> _What you will do_
1: Write out the passage from the account of the Jamia protest, starting at "I parked my" and ending at "out across India.".
2: Answer these questions from the account of the Jamia protest:
(a) Near which hospital did the writer park?
(b) To which gate number of the university did the writer walk?
(c) Which neighbourhood adjacent to Jamia did the writer head toward?

> _Passage provided_
·····

A Sunday afternoon is not the ideal time to be out and about particularly when you have the option to enjoy the comfort of your house in a freezing cold Delhi. This Sunday when Delhi recorded the coldest winter for 118 years, something made me leave my house right after the lunch to join thousands of protesters in the Jamia area of the country’s national capital. I had been planning to visit the protestors for quite some time. The last Sunday of the year of the decade seemed like the perfect time to do it.
I parked my car near the Escorts hospital and walked down to gate number 7 of the Jamia Millia Islamia University. I saw a sea of protesters gather on one side of the road. Among those protesting were also women and children who sat on thin rugs. With the Indian tricolour in their hands, they looked visibly concerned about their future. While many were seen waving national flags, others placed them on their laps like mothers nestling their infants.
One side of the gathering had been demarcated as a makeshift ‘stage.’ Student leaders and other members of the civil society came in turns and put across their views on the danger of the amended Citizenship Act and its disastrous consequences when the NRC is rolled out across India.
I too was asked to speak and I did. At a distance, there were some students singing patriotic songs. Amidst loud chants of Hindustan Hamara hai, the crowd waved huge Indian flags in all directions. It didn’t take long for some of those students to come towards the ‘stage’ to brandish the tiranga as their ultimate weapon, their strongest ally and loudest slogan. The scene reminded me of those claims being made on social media that the protesting students were pro-Pakistan and why they should be sent to ‘where they belong.’
I wish these social media footsoldiers of a particular party visited Jamia and saw the sheer number of Indian flags being waved at the protest site. It made me wonder how any Indian could feel distressed despite being under the shade of there flapping tricolours. I could detect the anxiety and sense of trepidation about their future palpable among the protesters.
The protesters knew that their struggle was their victory, their unity their strength and their silence serving as their voice. As I made my way towards Shaheen Bagh, the neighbourhood adjacent to Jamia, I saw innumerable small and large hand-written posters and wall graffiti reminding us of the secular essence of India. One of them had a photo of a hand sticking up from behind a crowd carrying a very small unassuming poster that read, ‘Hum Kaghaz nahi dikayenge! (We will not show the documents)‘ It gave me goosebumps then and I get goosebumps now as I write about this.

·····

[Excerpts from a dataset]
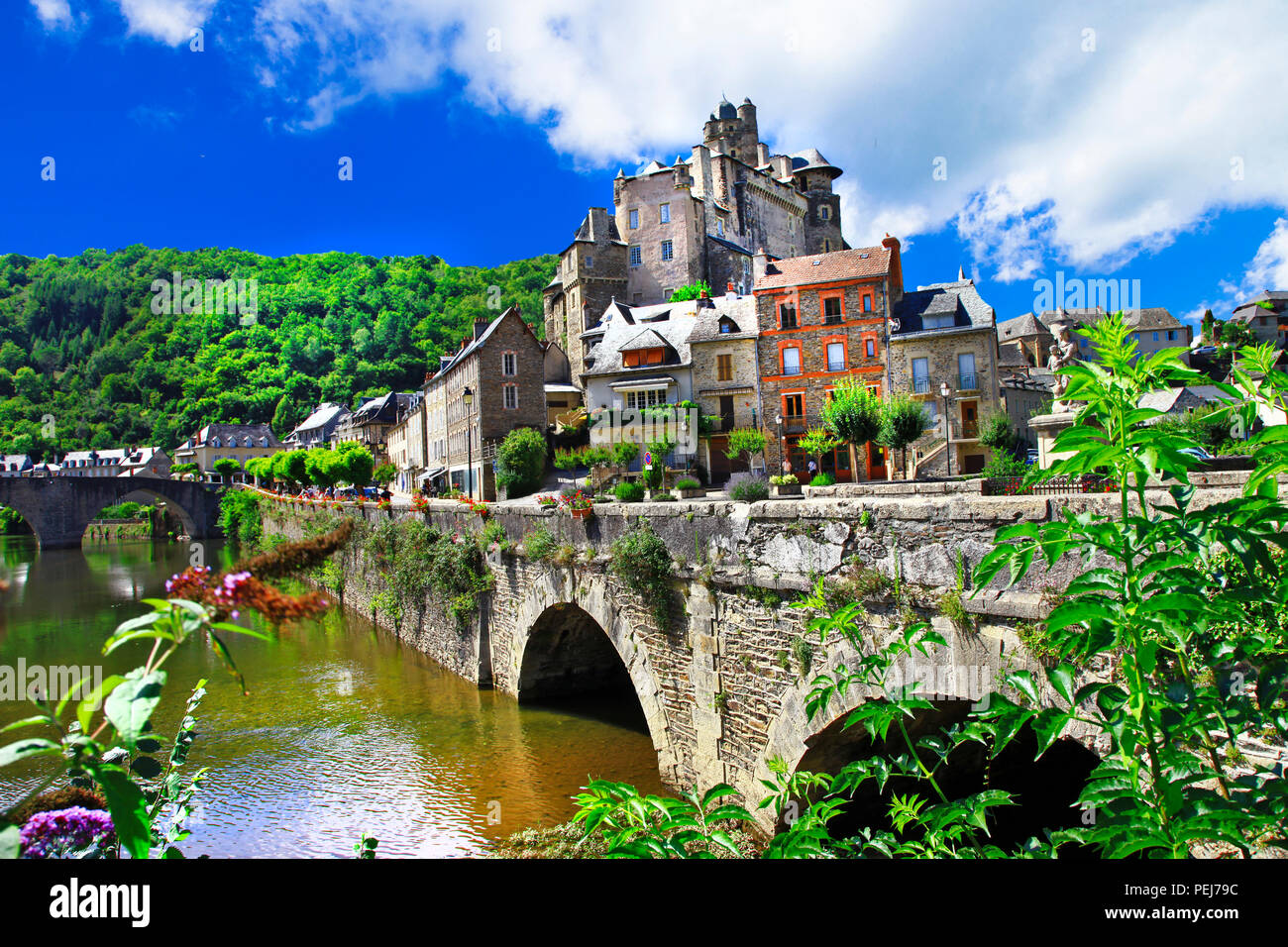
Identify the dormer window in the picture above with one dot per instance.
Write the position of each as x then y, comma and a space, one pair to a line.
636, 359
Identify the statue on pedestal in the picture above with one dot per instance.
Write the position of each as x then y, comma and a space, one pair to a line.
1064, 354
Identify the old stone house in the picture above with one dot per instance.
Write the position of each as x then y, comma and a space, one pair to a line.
943, 354
490, 385
725, 376
640, 360
1266, 325
240, 442
822, 318
591, 273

·····

> _Responses in order_
1:
I parked my car near the Escorts hospital and walked down to gate number 7 of the Jamia Millia Islamia University. I saw a sea of protesters gather on one side of the road. Among those protesting were also women and children who sat on thin rugs. With the Indian tricolour in their hands, they looked visibly concerned about their future. While many were seen waving national flags, others placed them on their laps like mothers nestling their infants.
One side of the gathering had been demarcated as a makeshift ‘stage.’ Student leaders and other members of the civil society came in turns and put across their views on the danger of the amended Citizenship Act and its disastrous consequences when the NRC is rolled out across India.

2:
(a) The Escorts hospital
(b) Gate number 7
(c) Shaheen Bagh